DATA SUPPLIED –
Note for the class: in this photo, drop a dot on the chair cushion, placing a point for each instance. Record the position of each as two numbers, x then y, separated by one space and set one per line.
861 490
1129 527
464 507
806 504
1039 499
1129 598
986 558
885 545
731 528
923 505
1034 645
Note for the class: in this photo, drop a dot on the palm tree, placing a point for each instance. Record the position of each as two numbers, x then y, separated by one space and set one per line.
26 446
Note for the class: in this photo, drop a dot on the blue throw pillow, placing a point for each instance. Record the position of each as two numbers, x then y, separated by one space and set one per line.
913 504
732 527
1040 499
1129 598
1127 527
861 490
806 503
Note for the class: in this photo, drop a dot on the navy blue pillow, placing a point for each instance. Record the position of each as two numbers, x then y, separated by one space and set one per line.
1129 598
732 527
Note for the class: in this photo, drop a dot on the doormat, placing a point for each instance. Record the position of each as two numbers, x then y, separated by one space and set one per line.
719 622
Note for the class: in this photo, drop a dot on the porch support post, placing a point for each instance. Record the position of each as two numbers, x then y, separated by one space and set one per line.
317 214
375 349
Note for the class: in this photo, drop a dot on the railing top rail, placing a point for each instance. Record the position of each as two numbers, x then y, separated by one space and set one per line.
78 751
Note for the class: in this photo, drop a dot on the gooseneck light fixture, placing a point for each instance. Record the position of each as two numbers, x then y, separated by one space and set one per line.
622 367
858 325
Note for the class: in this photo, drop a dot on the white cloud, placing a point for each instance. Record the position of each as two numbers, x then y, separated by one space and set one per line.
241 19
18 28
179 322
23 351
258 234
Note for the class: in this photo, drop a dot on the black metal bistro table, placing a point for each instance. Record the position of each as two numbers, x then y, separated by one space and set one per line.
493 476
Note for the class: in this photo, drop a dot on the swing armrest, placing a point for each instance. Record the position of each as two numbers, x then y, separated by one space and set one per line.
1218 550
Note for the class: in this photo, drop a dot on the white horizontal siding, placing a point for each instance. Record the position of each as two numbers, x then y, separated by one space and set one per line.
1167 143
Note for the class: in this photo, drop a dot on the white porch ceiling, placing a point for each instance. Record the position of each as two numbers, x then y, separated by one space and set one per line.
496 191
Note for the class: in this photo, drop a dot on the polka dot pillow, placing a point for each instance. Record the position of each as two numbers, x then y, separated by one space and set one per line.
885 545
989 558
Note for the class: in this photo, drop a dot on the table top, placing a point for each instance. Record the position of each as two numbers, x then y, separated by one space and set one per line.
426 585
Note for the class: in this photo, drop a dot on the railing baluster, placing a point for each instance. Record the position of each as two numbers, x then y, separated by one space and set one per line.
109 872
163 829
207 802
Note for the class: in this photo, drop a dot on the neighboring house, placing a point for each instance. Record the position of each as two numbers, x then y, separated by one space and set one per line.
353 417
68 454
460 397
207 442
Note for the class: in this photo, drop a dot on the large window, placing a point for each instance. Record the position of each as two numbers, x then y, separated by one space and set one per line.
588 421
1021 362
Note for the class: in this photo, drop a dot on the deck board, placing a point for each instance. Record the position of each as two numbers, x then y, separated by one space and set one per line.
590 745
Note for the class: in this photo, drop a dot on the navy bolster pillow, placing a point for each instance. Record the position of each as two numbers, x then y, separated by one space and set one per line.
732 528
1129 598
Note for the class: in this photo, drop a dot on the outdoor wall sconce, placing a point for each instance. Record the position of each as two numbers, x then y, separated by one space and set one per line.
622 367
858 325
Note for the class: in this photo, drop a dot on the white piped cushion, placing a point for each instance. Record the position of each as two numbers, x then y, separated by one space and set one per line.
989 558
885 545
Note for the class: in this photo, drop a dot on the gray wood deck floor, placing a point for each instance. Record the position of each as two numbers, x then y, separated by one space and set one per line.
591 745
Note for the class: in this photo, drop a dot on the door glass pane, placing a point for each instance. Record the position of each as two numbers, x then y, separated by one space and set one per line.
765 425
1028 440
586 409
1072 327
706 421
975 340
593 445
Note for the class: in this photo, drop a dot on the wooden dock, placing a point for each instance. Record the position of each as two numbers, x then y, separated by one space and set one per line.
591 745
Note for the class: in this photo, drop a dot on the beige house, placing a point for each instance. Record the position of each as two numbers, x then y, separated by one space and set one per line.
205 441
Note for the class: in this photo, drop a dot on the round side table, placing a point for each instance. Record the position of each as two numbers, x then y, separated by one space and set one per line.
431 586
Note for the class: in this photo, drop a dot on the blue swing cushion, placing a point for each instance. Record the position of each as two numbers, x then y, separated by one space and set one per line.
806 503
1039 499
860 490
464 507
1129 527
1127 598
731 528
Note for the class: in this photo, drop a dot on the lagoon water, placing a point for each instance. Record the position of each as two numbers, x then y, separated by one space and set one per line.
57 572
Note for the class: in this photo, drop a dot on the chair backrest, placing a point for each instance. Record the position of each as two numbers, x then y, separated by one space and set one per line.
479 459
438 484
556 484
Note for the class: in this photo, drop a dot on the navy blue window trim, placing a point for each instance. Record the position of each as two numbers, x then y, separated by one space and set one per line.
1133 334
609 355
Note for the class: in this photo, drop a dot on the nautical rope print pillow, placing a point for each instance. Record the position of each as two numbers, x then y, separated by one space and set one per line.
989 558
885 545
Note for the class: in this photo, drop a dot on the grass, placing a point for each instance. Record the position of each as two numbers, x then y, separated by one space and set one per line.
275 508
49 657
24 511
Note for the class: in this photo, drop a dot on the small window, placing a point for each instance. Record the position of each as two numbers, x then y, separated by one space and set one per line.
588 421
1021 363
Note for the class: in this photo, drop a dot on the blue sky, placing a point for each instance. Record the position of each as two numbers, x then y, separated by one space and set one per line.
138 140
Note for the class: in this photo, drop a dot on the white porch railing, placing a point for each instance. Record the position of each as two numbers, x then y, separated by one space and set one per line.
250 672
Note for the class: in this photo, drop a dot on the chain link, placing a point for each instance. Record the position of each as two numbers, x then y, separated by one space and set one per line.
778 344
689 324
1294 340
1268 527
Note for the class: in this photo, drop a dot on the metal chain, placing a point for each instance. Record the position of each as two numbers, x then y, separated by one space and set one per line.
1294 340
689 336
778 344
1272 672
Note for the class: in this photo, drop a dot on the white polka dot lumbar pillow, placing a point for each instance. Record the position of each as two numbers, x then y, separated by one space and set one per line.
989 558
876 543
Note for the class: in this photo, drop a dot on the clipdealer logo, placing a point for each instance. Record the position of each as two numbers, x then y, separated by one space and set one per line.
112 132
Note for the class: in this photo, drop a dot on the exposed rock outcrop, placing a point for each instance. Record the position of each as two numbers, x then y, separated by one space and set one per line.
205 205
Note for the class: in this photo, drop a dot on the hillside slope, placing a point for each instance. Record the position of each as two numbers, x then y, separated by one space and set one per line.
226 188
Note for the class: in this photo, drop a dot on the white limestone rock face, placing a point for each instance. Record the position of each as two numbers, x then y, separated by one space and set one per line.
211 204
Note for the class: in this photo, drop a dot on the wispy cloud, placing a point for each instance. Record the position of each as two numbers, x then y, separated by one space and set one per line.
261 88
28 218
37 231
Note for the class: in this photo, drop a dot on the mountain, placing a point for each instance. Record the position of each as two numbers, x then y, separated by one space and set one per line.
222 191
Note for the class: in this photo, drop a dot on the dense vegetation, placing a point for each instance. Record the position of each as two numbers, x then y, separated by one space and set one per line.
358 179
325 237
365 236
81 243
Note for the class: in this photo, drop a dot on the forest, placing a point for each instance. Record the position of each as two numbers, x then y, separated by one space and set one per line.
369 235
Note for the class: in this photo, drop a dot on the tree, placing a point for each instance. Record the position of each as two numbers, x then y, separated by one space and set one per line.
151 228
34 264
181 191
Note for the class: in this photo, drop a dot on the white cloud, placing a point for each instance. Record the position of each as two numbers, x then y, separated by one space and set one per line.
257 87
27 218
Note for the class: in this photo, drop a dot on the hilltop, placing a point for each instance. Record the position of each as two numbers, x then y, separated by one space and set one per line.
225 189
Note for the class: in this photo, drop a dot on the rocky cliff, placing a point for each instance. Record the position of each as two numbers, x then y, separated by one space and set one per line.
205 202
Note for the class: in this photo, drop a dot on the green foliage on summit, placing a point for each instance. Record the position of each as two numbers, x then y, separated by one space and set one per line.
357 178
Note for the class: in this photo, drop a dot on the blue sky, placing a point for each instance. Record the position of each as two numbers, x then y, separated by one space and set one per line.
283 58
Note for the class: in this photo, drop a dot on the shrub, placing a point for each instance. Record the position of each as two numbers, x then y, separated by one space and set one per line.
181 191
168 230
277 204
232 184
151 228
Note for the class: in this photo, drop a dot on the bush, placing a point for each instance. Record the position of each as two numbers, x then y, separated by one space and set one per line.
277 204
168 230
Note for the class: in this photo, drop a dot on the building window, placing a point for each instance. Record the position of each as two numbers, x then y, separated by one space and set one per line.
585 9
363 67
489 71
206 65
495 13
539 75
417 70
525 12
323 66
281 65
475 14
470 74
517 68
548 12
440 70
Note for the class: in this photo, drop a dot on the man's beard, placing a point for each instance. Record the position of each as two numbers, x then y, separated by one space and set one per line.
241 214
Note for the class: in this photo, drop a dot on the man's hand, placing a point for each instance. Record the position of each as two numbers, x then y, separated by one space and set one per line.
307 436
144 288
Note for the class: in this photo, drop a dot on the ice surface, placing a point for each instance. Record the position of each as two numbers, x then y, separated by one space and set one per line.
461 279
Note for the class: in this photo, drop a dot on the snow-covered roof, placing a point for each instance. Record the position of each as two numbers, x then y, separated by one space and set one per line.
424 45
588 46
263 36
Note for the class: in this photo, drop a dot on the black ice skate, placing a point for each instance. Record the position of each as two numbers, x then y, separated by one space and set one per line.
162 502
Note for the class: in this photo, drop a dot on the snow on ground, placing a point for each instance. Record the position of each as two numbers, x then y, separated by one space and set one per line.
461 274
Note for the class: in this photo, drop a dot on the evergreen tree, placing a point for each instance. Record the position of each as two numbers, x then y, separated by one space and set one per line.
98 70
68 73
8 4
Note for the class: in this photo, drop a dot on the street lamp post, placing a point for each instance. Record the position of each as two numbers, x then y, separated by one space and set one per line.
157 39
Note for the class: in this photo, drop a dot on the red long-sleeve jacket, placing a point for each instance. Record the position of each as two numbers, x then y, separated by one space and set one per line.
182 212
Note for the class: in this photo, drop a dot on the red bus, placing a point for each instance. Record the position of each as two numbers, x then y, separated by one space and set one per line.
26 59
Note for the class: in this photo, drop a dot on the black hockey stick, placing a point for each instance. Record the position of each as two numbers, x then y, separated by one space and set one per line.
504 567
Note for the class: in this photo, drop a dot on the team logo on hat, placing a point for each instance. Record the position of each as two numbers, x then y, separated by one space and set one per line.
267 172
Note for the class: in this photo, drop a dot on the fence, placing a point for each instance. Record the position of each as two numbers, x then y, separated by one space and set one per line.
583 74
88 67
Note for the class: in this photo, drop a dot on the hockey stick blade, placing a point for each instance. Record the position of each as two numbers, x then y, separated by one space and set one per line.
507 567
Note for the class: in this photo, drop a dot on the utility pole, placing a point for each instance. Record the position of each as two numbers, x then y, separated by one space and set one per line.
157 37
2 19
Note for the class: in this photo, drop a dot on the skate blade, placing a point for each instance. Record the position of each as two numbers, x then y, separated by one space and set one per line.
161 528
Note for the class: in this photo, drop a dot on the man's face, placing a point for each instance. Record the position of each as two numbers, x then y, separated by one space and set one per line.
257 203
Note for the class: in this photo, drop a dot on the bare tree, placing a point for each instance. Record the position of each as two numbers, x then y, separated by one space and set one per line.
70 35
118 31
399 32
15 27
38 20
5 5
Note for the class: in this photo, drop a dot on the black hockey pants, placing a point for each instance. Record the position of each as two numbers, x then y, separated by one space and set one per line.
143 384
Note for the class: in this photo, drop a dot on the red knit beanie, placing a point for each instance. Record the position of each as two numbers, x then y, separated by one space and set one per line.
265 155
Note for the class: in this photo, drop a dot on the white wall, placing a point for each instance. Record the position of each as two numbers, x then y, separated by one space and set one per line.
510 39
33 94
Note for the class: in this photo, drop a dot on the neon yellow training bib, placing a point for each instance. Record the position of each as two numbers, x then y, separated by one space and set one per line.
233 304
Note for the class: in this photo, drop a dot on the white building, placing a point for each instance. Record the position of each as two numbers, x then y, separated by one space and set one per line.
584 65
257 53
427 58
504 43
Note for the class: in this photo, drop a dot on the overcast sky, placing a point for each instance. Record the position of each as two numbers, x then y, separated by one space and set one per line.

WRITTEN PROBLEM –
Copy the stretch from the line containing "on the bare" through the last of the entries above, keeping every line exactly the same.

EXERCISE SOLUTION –
Note for the class: in this photo, drop a dot on the bare tree, placing a point for each instance. Record the position of each as two numbers, x then y, separated by one space and set one per line.
70 35
118 31
399 32
15 27
38 20
5 5
Note for the class: in this photo, drop a dot on the black hockey pants, placing a point for each instance. Record the position of each as two numbers, x then y, separated by one space and set one per line.
143 384
Note for the class: in this photo, drop a dot on the red knit beanie, placing a point for each instance. Record the position of each as two numbers, x then y, separated by one space and set one per line.
265 155
Note for the class: in this photo, drop a dot on the white wall, placing a point for each instance. Record the position of each as two numbers, x then y, separated by one space and set one per line.
510 39
33 94
Note for the class: in this photo, drop a dot on the neon yellow training bib, placing a point for each instance. Record the position of each as two numbers, x then y, separated by one space and set one per line.
233 304
Note for the class: in this photo, drop a dot on the white building, placing a point for each instance. Record the position of each as two numbers, x then y, separated by one space and set one per line.
584 65
257 53
427 58
504 43
Note for the class: in this photo, drop a dot on the overcast sky, placing a point for each instance. Record the position of each as two numbers, x then y, separated by one space and set one per line.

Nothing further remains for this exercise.